TEXTO —
========================================================================

Con respecto a las personas, el ministro de Trabajo estaba facultado para ordenarle a cualquiera que cumpliera los servicios que se le solicitaran. La reglamentación que le otorgaba esta facultad incluía una cláusula de salario justo, que se incluía en la ley para regular las condiciones salariales. Se establecerían comités de suministro de mano de obra en centros importantes. El control de los bienes en el sentido más amplio se impuso de la misma forma. Se instituyó el control de todos los establecimientos, incluidos los bancos, por la autoridad que conferían las órdenes del gobierno. Se podía solicitar a los empresarios que presentaran sus libros y se cobraría un 100 por 100 de impuestos sobre los beneficios extraordinarios. Se crearía un consejo de Producción, presidido por Greenwood, y se nombraría un director de Oferta de Trabajo.

Este proyecto de ley fue presentado al Parlamento el veintidós de mayo por la tarde por Chamberlain y Attlee, y éste mismo promovió el segundo debate. Tanto los Comunes como los Lores, con sus grandes mayorías conservadoras, lo aprobaron de forma unánime de modo que superó todas las etapas en una sola tarde y recibió la aprobación real esa misma noche.

========================================================================

MATERIAL PROPORCIONADO —
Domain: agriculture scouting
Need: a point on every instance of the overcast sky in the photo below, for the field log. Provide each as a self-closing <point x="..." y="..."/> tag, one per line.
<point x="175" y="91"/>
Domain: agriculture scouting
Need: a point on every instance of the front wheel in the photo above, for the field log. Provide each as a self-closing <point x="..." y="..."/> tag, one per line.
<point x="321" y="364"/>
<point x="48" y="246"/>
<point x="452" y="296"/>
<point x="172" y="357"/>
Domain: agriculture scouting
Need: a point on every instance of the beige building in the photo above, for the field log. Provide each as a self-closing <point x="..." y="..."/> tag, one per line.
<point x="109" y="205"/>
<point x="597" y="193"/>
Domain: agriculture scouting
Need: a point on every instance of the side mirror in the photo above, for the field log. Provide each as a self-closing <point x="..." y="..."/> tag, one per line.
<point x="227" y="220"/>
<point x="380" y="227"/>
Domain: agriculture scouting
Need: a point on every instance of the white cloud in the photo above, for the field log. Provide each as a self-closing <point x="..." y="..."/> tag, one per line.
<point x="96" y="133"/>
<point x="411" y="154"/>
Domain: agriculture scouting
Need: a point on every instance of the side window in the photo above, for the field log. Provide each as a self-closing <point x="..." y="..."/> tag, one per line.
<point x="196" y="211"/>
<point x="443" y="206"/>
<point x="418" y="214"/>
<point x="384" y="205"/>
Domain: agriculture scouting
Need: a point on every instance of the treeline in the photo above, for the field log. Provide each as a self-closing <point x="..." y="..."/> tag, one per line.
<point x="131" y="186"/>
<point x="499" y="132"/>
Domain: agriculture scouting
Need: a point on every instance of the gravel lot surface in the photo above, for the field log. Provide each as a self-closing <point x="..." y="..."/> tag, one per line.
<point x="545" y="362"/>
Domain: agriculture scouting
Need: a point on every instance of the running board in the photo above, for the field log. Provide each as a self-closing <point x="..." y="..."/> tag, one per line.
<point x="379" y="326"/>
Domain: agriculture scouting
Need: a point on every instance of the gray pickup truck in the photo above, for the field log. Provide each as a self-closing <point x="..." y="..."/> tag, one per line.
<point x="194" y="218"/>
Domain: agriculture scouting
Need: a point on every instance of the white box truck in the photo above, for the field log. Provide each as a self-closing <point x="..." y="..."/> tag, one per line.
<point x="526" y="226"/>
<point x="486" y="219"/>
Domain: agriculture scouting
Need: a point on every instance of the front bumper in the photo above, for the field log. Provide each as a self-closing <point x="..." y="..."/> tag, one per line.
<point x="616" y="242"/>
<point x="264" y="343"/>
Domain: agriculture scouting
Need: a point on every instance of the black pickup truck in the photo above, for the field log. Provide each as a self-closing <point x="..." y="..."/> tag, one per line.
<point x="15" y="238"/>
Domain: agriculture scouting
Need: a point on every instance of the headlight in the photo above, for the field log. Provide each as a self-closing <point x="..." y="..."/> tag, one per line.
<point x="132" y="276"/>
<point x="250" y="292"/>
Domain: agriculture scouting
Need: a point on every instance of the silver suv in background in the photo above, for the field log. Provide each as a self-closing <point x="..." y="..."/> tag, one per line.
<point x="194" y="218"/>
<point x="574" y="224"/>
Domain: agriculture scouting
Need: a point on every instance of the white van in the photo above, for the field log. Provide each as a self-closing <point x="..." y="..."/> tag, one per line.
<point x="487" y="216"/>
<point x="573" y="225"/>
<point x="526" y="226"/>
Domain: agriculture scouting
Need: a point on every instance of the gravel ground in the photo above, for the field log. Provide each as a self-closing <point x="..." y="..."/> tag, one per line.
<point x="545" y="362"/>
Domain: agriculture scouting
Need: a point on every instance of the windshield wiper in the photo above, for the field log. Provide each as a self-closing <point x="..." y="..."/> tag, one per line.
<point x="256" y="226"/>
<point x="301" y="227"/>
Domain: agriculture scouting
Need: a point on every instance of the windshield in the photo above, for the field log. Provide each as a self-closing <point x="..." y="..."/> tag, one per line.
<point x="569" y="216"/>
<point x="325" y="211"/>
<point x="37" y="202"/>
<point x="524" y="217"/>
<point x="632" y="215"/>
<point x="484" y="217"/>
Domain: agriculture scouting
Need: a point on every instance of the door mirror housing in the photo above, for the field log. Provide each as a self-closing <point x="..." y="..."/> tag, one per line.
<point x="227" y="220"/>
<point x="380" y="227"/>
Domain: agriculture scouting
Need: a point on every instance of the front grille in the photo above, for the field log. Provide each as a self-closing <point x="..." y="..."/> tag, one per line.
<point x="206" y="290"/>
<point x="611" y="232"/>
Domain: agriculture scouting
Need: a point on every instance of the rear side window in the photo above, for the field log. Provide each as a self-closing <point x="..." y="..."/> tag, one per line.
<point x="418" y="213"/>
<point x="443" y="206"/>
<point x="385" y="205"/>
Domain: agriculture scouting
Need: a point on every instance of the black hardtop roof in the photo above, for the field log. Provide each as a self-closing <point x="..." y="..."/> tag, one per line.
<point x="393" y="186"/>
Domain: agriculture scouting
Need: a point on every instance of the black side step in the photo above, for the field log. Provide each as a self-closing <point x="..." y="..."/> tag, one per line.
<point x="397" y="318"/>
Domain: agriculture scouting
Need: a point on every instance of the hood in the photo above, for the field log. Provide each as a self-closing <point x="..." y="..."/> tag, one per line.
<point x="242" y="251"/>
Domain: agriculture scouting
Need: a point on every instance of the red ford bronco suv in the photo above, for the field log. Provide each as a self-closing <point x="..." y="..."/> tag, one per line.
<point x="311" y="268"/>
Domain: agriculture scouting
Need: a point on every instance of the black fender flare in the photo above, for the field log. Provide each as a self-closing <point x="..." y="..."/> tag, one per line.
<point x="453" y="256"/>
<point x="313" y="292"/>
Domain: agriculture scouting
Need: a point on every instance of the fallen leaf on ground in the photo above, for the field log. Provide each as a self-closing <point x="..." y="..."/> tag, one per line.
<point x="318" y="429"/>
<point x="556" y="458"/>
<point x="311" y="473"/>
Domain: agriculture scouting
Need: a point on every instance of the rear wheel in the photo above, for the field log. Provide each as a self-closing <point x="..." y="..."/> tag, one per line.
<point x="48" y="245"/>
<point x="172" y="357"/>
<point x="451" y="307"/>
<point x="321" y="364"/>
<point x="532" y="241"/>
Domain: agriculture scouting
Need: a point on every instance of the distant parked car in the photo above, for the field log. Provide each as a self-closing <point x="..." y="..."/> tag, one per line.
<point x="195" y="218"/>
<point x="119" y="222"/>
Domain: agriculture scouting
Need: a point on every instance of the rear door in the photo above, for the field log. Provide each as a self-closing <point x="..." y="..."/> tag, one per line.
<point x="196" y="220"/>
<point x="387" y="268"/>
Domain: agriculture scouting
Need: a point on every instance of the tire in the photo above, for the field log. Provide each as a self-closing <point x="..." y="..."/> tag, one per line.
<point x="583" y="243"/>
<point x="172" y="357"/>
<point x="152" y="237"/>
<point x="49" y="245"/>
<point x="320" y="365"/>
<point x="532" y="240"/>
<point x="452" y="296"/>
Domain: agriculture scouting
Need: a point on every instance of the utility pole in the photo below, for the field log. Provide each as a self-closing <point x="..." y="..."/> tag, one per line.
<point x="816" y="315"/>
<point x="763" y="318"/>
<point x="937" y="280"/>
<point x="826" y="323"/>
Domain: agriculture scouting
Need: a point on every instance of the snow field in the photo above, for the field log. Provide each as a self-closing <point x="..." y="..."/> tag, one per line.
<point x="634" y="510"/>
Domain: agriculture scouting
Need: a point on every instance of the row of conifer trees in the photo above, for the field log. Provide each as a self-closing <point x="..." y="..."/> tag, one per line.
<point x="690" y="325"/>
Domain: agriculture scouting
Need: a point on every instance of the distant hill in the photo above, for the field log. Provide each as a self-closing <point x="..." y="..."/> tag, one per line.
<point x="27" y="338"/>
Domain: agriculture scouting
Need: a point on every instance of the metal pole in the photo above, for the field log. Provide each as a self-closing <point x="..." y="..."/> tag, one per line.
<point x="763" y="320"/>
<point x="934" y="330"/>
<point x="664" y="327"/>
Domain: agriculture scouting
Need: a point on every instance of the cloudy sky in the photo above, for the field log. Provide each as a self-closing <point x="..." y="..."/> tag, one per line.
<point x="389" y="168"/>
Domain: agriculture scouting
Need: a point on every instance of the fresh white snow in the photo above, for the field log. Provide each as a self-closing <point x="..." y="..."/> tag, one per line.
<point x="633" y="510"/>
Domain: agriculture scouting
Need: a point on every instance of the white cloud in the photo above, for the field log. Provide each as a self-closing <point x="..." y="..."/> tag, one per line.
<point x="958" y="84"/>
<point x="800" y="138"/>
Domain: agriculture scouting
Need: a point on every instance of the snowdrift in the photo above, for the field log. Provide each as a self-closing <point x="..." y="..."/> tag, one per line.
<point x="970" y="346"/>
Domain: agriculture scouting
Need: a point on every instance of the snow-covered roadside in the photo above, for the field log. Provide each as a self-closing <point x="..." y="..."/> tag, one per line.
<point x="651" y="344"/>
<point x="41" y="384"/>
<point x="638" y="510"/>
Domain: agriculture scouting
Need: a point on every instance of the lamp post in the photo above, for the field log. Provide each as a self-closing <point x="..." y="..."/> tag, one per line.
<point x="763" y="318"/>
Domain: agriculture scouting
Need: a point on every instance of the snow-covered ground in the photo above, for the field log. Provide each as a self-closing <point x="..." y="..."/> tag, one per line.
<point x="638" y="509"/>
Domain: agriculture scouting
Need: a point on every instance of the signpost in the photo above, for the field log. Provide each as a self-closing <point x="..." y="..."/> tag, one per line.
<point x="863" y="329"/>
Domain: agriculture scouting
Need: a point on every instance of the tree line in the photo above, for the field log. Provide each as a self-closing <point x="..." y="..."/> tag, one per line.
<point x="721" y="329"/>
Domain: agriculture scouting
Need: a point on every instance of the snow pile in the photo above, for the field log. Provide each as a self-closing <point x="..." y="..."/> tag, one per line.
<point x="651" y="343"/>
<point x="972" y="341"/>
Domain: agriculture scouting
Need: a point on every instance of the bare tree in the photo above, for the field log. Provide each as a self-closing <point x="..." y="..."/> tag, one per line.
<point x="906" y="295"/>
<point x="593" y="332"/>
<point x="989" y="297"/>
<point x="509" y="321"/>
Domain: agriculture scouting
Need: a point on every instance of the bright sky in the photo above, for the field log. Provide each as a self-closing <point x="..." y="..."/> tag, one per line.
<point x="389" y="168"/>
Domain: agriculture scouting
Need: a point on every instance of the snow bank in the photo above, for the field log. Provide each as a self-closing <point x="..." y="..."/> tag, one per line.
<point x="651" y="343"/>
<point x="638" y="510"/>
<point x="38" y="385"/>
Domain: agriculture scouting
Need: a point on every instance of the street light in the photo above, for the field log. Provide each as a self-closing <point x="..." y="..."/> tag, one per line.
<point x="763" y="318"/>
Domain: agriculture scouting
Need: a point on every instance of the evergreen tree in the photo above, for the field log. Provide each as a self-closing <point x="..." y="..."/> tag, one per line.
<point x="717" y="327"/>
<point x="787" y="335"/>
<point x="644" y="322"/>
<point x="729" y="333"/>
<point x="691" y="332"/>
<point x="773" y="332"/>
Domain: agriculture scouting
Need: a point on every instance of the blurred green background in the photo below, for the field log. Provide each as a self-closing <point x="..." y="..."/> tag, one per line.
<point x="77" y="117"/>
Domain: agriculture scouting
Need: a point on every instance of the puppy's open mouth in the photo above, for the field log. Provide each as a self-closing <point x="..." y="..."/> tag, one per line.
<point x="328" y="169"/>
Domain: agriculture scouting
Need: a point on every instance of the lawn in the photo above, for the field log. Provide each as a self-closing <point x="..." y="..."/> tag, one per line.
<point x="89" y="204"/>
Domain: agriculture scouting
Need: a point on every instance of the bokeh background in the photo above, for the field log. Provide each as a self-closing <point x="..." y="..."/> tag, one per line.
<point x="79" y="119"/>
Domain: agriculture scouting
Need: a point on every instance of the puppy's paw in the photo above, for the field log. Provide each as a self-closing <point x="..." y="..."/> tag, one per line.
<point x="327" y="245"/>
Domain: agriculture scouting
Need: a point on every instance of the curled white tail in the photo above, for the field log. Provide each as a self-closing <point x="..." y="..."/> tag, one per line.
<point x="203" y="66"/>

========================================================================

LO QUE HARÁS —
1: Indica si cada afirmación concuerda con el texto sobre el proyecto de ley y responde con sí o no, citando literalmente las palabras del texto que lo deciden. (a) El consejo de Producción estaría presidido por Attlee. (b) Sobre los beneficios extraordinarios se cobraría un impuesto del 100 por 100. (c) El proyecto necesitó varios días para superar todas sus etapas.
2: Retoma el texto sobre el proyecto de ley y continúalo a partir de su última oración.

RESPUESTAS —
1:
(a) No: «Se crearía un consejo de Producción, presidido por Greenwood».
(b) Sí: «se cobraría un 100 por 100 de impuestos sobre los beneficios extraordinarios».
(c) No: «superó todas las etapas en una sola tarde».

2:
Porque los romanos en la pelea de Roma

no perdonaban ni tierra ni oro,

ni hijo ni esposa, ni miembro ni vida,

en los bravos días de antaño.

Ése era el estado de ánimo imperante entonces.

Fue una época en que toda Gran Bretaña trabajó y luchó al máximo, unida como nunca. Hombres y mujeres trabajaban en los tornos y las máquinas de las fábricas hasta que caían agotados al suelo y había que arrastrarlos y ordenarles que se fueran a casa mientras ocupaban su lugar los que llegaban antes de su hora. La máxima aspiración de todos los hombres y de muchas mujeres era poseer un arma. El gabinete y el gobierno estaban unidos por lazos cuyo recuerdo todos atesoran todavía. El pueblo parecía no tener miedo, y a sus representantes en el Parlamento les pasaba lo mismo. Nosotros no habíamos sufrido como Francia bajo el azote alemán. No hay nada que conmueva más a un inglés que el peligro de una invasión, la realidad desconocida durante mil años. Una inmensa cantidad de personas estaban decididas a vencer o morir. No era necesario levantarles el ánimo con la oratoria. Estaban satisfechos de oírme expresar sus sentimientos y de brindarles buenos motivos para lo que pretendían hacer, o trataban de hacer. La única divergencia posible era la de las personas que querían hacer incluso más de lo que era posible y que tenían la idea de que el frenesí podía agudizar la acción.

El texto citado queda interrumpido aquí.